RECORDED INFORMATION:
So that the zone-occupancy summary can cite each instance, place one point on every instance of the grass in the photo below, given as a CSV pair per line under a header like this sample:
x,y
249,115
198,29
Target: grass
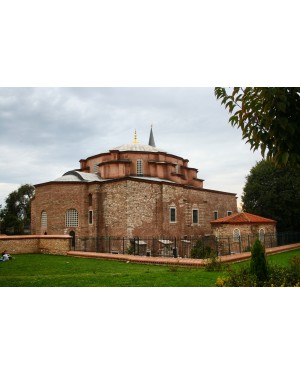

WRITTEN EXERCISE:
Set out every line of the entries above as a Markdown table with the columns Row and Line, numbering the rows and skipping blank lines. Leave the pictures out of the table.

SOLUTION:
| Row | Line |
|---|---|
| 1 | So that the zone-occupancy summary can cite each instance, place one point on every instance of the grass in the photo below, given as a CSV pair per line under a header like this sample: |
| 2 | x,y |
| 3 | 249,115 |
| 4 | 198,29 |
| 5 | Target: grass |